# [Exercise directions]
Could you format the records below as a numbered list, running from the line with "Would you be willing to mark the white striped" up to and including the line with "column 464, row 415"? Leave out blank lines and include no other lines.

# [Items]
— BEGIN —

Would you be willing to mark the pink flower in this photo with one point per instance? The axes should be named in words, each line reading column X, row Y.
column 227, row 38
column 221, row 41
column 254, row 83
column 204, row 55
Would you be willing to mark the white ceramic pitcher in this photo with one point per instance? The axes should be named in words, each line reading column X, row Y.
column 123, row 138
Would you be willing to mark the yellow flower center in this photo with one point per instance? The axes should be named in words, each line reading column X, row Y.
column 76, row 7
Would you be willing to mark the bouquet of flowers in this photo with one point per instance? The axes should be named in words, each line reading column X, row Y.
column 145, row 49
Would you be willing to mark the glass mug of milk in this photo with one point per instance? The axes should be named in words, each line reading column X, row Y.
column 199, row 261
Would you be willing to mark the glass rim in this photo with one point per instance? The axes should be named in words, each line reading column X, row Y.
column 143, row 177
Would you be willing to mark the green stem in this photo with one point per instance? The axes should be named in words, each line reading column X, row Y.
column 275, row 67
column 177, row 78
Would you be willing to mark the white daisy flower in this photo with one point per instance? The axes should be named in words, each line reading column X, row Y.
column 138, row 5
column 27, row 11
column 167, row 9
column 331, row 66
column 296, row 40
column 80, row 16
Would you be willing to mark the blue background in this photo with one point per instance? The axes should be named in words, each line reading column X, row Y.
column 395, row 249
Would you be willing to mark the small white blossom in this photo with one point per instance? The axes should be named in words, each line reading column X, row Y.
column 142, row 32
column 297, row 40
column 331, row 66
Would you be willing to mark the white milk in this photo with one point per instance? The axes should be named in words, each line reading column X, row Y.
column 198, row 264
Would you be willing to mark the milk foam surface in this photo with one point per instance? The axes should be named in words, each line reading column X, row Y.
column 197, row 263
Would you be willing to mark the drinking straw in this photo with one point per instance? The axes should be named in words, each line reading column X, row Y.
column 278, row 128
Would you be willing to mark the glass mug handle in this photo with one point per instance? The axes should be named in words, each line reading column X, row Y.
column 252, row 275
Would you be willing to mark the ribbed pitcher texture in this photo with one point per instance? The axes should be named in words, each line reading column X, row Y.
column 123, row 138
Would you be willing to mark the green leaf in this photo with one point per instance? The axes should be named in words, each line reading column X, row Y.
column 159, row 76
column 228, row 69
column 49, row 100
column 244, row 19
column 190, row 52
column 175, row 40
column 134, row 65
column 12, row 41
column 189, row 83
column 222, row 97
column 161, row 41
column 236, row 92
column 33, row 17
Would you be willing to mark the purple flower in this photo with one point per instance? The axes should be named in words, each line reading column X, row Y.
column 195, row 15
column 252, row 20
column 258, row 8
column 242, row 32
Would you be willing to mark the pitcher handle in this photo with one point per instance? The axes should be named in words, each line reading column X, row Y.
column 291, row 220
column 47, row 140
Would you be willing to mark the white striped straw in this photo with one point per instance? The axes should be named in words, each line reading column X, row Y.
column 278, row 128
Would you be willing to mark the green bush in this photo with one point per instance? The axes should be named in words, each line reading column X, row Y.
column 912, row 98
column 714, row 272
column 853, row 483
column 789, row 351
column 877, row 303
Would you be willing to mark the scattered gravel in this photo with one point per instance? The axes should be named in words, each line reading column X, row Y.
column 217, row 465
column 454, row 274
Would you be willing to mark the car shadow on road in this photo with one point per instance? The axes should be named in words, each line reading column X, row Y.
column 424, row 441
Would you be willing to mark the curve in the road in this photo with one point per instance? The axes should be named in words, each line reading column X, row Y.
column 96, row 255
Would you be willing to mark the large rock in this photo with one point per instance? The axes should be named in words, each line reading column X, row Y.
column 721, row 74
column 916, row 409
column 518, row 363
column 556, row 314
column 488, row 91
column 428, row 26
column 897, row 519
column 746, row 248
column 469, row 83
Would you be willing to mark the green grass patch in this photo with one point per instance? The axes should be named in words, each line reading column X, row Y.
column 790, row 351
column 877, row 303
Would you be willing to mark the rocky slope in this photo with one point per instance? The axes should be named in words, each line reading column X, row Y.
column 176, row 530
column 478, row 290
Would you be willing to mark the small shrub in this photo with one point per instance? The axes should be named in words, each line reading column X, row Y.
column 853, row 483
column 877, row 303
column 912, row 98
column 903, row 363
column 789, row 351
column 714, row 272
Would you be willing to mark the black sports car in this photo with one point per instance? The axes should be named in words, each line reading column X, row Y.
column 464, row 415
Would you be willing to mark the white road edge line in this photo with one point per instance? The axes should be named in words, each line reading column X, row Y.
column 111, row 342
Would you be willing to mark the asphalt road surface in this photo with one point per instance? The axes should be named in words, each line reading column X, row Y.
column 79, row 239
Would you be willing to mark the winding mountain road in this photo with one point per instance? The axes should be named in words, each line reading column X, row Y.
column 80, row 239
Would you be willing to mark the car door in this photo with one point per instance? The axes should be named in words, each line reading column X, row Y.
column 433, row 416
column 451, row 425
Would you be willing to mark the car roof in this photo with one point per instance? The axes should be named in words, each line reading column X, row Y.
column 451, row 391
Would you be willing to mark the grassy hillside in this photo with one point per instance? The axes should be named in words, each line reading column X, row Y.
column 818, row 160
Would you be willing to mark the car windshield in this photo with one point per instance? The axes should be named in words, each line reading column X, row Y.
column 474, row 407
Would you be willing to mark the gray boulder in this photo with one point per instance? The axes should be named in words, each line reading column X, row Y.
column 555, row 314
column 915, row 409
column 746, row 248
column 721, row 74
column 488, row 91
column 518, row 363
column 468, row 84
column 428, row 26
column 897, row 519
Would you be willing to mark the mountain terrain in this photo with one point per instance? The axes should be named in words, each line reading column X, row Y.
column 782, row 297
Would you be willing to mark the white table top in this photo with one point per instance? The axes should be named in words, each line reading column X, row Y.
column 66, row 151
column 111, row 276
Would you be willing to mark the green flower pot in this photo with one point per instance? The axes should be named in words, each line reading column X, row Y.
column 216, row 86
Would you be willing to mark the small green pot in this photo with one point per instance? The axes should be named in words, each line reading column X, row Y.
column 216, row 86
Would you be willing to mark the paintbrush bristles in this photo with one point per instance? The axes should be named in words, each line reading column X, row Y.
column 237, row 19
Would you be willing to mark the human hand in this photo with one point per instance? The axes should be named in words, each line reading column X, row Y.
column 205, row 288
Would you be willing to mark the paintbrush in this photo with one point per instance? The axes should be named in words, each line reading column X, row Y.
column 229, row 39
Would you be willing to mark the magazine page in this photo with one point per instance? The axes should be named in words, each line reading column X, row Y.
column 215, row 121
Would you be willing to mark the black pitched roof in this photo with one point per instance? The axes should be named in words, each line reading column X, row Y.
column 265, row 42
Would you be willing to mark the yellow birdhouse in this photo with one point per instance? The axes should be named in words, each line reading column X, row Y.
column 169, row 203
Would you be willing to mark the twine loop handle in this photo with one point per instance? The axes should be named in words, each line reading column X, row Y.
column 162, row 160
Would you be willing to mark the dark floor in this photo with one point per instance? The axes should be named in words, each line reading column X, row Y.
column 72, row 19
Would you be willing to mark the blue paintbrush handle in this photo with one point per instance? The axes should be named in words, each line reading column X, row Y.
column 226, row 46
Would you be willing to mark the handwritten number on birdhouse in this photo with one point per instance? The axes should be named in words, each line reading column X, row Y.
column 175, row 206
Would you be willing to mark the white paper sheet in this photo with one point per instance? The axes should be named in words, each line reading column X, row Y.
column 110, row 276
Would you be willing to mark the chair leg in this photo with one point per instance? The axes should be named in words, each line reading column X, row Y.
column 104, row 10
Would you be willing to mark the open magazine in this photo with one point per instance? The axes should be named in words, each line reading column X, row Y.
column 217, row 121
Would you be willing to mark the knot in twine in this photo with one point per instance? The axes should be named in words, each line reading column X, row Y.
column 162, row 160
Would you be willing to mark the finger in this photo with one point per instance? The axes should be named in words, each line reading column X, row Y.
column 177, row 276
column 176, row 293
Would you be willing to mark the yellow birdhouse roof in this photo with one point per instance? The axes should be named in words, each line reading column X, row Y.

— END —

# [Written answer]
1. Would you be willing to mark the white striped straw in this photo with one point per instance? The axes should be named in words, each line reading column X, row Y.
2. column 278, row 128
3. Would you be willing to mark the green bush in this photo with one point per instance? The axes should be named in words, each line reading column X, row Y.
4. column 912, row 98
5. column 714, row 272
6. column 853, row 483
7. column 789, row 351
8. column 877, row 303
9. Would you be willing to mark the scattered gravel in this photo with one point per instance? The axes should be named in words, each line reading column X, row Y.
10. column 217, row 465
11. column 454, row 274
12. Would you be willing to mark the car shadow on road in this photo with one point per instance? The axes should be named in words, each line reading column X, row Y.
13. column 424, row 441
14. Would you be willing to mark the curve in the road in this photo with one point per instance? The axes should be named in words, each line reading column X, row Y.
15. column 96, row 255
16. Would you be willing to mark the large rock in this photo with one point per instance? The axes should be named in words, each line reading column X, row Y.
17. column 721, row 74
18. column 916, row 409
19. column 518, row 363
20. column 556, row 314
21. column 488, row 91
22. column 428, row 26
23. column 897, row 519
24. column 746, row 248
25. column 469, row 83
26. Would you be willing to mark the green grass patch in this photo with one point per instance? The axes should be named in words, each line reading column X, row Y.
27. column 790, row 351
28. column 877, row 303
29. Would you be willing to mark the rocky slope in this photo with one point per instance? The axes should be named in words, each line reading column X, row Y.
30. column 176, row 530
31. column 478, row 290
32. Would you be willing to mark the small shrub in this photo with one point per instance? The axes should be named in words, each line reading column X, row Y.
33. column 853, row 483
34. column 877, row 303
35. column 912, row 98
36. column 903, row 363
37. column 789, row 351
38. column 714, row 272
39. Would you be willing to mark the black sports car in this photo with one point per instance? The axes should be named in words, each line reading column X, row Y.
40. column 464, row 415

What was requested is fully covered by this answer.